:: Explore the material ::
• A. List the actions that the blog post on Rule 25 dismissals says plaintiffs' counsel takes after a client passes, in the order given.
• B. Write out the part of the blog post on Rule 25 dismissals starting at "In our Bair" and ending at "their own counsel.".

:: Excerpted passage ::
• • • • •
Just about three months ago, we blogged about Rule 25 dismissals in the Bair Hugger MDL, and today we bring you more of the same from Taxotere. Federal Rule of Civil Procedure 25 provides that “[i]f a party dies . . . the court may order substitution of the proper party.” Rule 25 goes on to set a time limit for accomplishing the substitution:
A motion for substitution may be made by any party or by the decedent’s successor or representative. If the motion is not made within 90 days after service of a statement noting the death, the action by or against the decedent must be dismissed.
FRCP 25(a)(1). The “statement noting the death” is typically referred to as a “suggestion of death.” It is not a complicated filing. Usually just a single page notifying the court that a party has died, the date of death, and advising of Rule 25’s requirements. We say “party,” but in the drug and device litigation world, we are really talking about plaintiffs. Plaintiffs often who are older or who were receiving medical treatments for pre-existing illnesses. Given the simplicity of the process, it seems like it should be an easy thing for plaintiffs’ counsel to do. A client passes, you file a suggestion of death, you talk to their family, if they want to continue with the action, you get a representative of the estate appointed, and finally you move to substitute. But in mass tort litigation, that first step—being aware that your client has died—can be a major hurdle for plaintiffs’ counsel.
In our Bair Hugger post we asked: “How do plaintiff lawyers misplace their clients?” The reality is, it happens all the time because of the difficulty they have keeping track of hundreds of clients. Mind you, on the defense side we are busy keeping track of every plaintiff represented by every lawyer running into the thousands. Yet somehow, we seem to be more aware of when a plaintiff dies than their own counsel.
Which brings us back to Rule 25’s 90-day deadline. Since filing a suggestion of death starts the clock running on the time to move to substitute a proper party, the suggestions or notices are often filed by defendants. But sometimes even clearing that first hurdle for plaintiffs is not enough. That is what happened in In re Taxotere Docetaxel Products Liability Litigation, 2024 U.S. Dist. LEXIS 200763 (E.D. La. Nov. 5, 2024).
• • • • •
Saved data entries
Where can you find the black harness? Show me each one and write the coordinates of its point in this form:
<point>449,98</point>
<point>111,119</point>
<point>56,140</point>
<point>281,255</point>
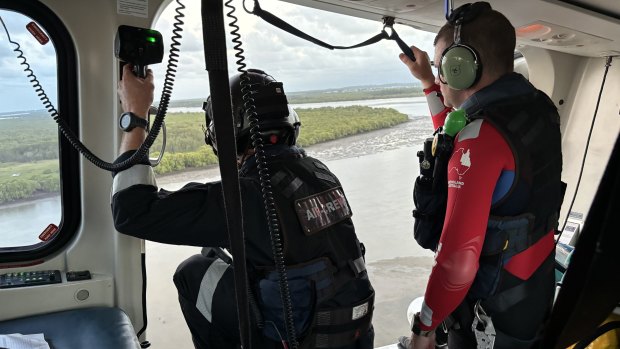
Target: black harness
<point>322,255</point>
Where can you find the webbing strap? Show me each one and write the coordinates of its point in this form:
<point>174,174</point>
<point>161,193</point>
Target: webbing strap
<point>214,37</point>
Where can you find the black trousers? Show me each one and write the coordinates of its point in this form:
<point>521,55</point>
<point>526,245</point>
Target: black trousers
<point>207,298</point>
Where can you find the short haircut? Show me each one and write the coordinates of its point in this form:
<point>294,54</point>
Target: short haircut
<point>493,37</point>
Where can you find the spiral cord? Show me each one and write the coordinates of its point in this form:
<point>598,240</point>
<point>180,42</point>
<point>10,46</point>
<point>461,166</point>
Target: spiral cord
<point>163,105</point>
<point>273,221</point>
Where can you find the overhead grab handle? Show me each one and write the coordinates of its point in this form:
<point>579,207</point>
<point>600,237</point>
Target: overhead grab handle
<point>388,22</point>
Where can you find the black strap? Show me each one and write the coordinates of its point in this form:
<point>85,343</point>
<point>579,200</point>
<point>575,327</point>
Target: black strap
<point>214,37</point>
<point>353,321</point>
<point>279,23</point>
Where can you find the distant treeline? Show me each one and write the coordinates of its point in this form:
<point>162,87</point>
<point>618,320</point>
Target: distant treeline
<point>29,151</point>
<point>331,95</point>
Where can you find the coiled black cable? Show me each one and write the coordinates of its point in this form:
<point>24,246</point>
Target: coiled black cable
<point>273,221</point>
<point>585,152</point>
<point>161,111</point>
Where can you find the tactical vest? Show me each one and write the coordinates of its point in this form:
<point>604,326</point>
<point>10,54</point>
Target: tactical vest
<point>322,253</point>
<point>529,211</point>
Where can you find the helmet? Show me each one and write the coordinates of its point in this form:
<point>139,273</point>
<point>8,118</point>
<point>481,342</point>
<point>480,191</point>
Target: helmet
<point>277,122</point>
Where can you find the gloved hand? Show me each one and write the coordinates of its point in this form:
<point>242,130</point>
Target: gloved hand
<point>404,342</point>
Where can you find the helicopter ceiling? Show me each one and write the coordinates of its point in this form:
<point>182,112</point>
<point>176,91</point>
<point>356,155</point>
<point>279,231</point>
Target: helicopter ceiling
<point>581,27</point>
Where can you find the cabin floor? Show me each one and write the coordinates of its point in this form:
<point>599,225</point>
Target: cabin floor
<point>397,282</point>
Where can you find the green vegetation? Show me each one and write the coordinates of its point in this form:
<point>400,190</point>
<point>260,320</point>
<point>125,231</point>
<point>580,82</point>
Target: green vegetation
<point>29,152</point>
<point>357,93</point>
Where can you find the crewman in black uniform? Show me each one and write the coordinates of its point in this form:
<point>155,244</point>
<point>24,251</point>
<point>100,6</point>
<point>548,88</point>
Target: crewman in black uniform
<point>331,296</point>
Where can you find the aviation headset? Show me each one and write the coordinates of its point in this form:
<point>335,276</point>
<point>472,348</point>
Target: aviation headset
<point>460,66</point>
<point>276,120</point>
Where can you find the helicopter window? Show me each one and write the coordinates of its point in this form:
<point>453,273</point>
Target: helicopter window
<point>39,208</point>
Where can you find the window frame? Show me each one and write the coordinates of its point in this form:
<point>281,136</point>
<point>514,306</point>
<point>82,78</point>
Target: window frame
<point>68,157</point>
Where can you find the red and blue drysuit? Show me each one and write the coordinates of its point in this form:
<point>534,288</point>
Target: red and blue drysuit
<point>483,180</point>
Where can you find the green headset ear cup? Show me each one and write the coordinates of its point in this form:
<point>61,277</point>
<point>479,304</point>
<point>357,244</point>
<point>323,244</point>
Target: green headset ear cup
<point>459,67</point>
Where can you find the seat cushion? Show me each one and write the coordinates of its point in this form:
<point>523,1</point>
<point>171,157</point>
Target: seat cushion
<point>93,328</point>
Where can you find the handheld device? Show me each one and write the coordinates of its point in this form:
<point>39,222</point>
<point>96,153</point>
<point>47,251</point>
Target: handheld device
<point>138,47</point>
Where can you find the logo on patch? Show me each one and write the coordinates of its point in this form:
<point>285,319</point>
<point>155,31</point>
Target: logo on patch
<point>465,162</point>
<point>461,168</point>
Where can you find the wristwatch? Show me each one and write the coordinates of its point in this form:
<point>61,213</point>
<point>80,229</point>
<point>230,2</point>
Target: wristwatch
<point>415,327</point>
<point>128,121</point>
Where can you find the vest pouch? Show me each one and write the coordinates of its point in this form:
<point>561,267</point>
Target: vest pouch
<point>429,213</point>
<point>302,289</point>
<point>505,237</point>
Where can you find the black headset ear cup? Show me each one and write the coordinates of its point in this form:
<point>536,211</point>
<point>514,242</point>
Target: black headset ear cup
<point>460,67</point>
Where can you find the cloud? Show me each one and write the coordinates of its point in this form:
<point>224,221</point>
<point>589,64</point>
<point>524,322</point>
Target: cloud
<point>301,65</point>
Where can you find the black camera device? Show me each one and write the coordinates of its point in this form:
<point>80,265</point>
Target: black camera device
<point>138,47</point>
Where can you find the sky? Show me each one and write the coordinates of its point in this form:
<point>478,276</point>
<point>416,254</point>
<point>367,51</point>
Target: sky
<point>299,64</point>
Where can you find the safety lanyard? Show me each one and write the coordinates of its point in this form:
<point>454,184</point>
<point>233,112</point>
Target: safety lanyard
<point>388,22</point>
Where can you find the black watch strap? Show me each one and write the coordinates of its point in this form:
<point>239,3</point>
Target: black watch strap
<point>128,121</point>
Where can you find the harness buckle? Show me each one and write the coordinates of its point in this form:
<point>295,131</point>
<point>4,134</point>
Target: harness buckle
<point>483,328</point>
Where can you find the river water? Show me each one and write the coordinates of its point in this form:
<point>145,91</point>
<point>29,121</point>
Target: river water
<point>377,170</point>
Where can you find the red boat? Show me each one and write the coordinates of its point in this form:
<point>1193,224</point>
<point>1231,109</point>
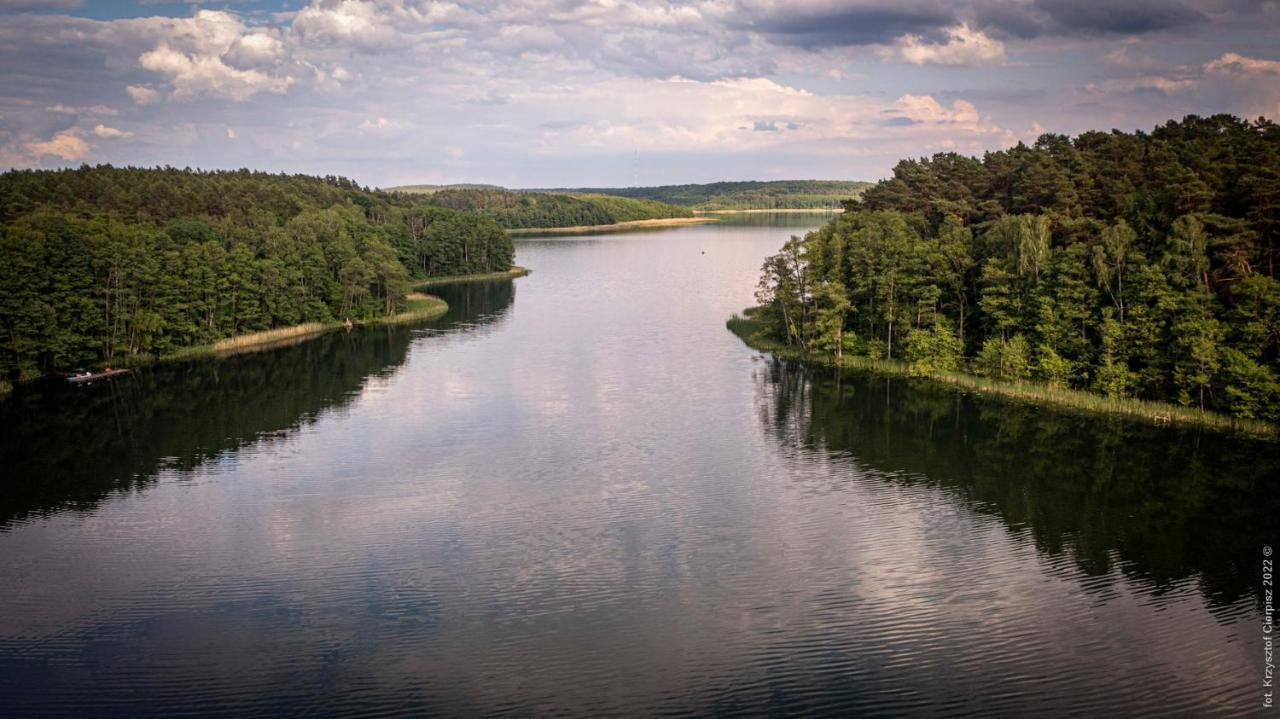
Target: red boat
<point>80,378</point>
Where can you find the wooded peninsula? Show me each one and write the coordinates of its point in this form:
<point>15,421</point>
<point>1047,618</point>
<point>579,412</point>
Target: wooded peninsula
<point>1129,265</point>
<point>105,264</point>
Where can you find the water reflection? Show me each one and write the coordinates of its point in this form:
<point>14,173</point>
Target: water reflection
<point>71,447</point>
<point>1156,505</point>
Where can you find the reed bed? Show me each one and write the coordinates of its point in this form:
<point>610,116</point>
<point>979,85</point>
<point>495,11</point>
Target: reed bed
<point>449,279</point>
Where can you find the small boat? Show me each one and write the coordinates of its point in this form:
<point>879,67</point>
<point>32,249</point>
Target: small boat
<point>80,378</point>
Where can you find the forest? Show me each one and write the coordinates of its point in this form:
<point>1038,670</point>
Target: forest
<point>771,195</point>
<point>530,210</point>
<point>1132,265</point>
<point>104,264</point>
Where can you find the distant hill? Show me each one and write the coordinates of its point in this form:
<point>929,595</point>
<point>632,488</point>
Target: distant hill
<point>434,188</point>
<point>534,210</point>
<point>776,195</point>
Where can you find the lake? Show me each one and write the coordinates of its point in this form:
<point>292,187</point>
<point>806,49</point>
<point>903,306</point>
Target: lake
<point>577,493</point>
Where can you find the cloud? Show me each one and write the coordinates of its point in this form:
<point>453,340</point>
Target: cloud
<point>533,88</point>
<point>963,46</point>
<point>835,24</point>
<point>208,55</point>
<point>81,110</point>
<point>142,94</point>
<point>103,131</point>
<point>19,5</point>
<point>380,124</point>
<point>67,145</point>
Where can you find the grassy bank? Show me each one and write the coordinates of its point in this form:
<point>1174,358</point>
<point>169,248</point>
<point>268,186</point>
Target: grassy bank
<point>800,211</point>
<point>416,308</point>
<point>752,331</point>
<point>451,279</point>
<point>631,224</point>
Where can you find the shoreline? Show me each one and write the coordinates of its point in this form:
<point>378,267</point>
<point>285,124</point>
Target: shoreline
<point>419,307</point>
<point>629,224</point>
<point>515,271</point>
<point>1160,413</point>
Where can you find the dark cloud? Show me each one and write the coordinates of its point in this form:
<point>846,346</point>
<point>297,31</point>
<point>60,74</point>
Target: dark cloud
<point>1124,17</point>
<point>1025,21</point>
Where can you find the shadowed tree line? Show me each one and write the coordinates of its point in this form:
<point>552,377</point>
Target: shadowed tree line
<point>1127,264</point>
<point>68,448</point>
<point>1159,505</point>
<point>528,210</point>
<point>101,264</point>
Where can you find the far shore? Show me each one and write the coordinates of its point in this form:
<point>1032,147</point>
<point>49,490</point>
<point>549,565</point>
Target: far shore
<point>515,271</point>
<point>630,224</point>
<point>1160,413</point>
<point>791,211</point>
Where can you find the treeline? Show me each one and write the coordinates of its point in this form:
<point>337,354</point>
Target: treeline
<point>528,210</point>
<point>776,195</point>
<point>1127,264</point>
<point>99,264</point>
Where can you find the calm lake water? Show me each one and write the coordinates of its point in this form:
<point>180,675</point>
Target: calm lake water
<point>579,494</point>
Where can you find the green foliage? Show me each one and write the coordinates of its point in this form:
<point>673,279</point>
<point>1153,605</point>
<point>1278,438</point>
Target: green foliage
<point>1005,358</point>
<point>777,195</point>
<point>1137,265</point>
<point>1052,369</point>
<point>100,264</point>
<point>528,210</point>
<point>932,351</point>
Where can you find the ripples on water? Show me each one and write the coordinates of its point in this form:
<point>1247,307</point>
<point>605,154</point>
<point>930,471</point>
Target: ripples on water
<point>594,500</point>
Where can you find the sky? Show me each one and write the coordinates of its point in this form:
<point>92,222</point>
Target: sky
<point>607,92</point>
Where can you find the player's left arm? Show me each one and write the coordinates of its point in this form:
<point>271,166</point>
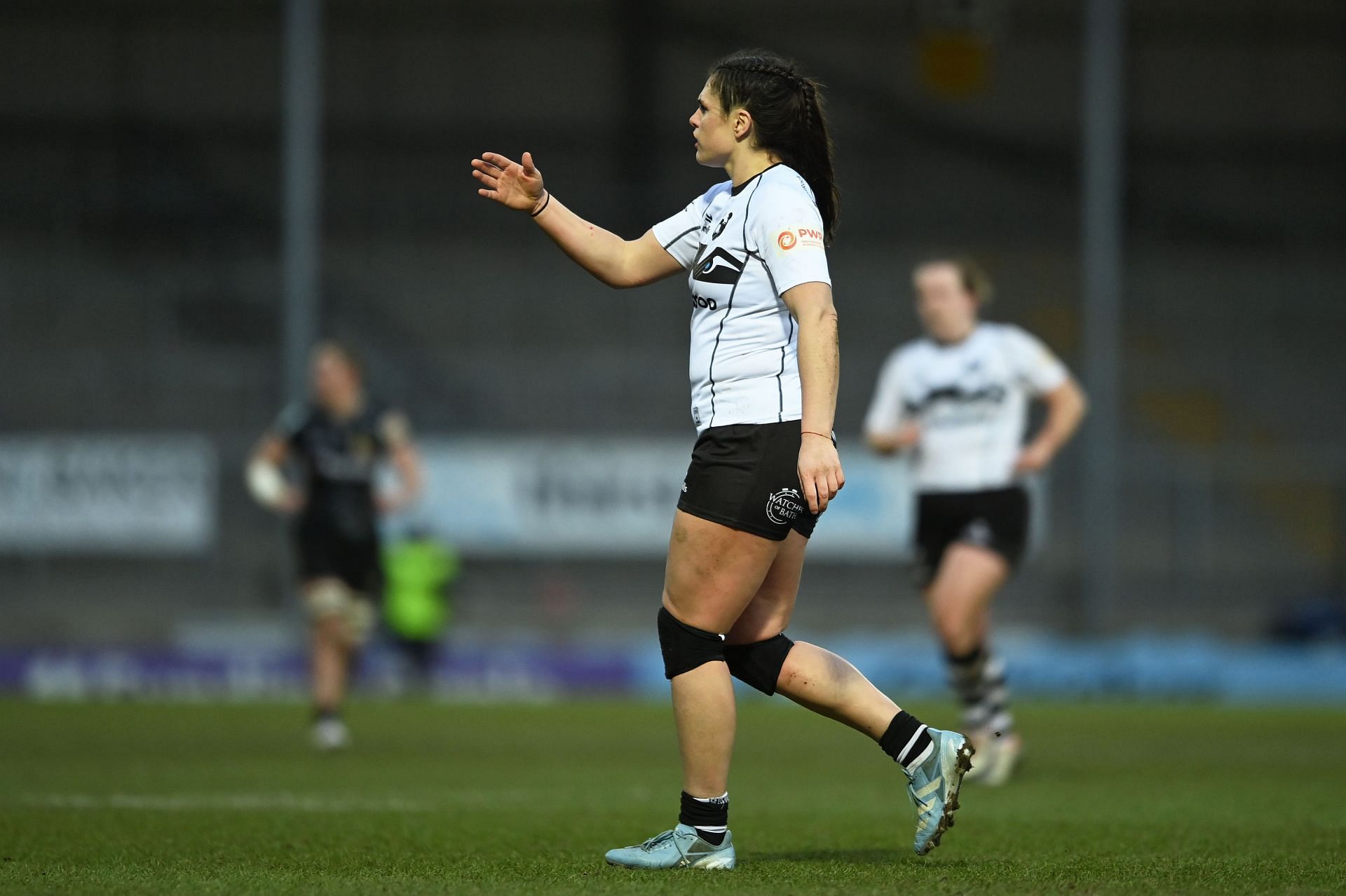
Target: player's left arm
• • • • •
:: Answer set ::
• A.
1. File a suggestion of death.
2. Talk to the client's family.
3. If the family wants to continue with the action, get a representative of the estate appointed.
4. Move to substitute.

• B.
In our Bair Hugger post we asked: “How do plaintiff lawyers misplace their clients?” The reality is, it happens all the time because of the difficulty they have keeping track of hundreds of clients. Mind you, on the defense side we are busy keeping track of every plaintiff represented by every lawyer running into the thousands. Yet somehow, we seem to be more aware of when a plaintiff dies than their own counsel.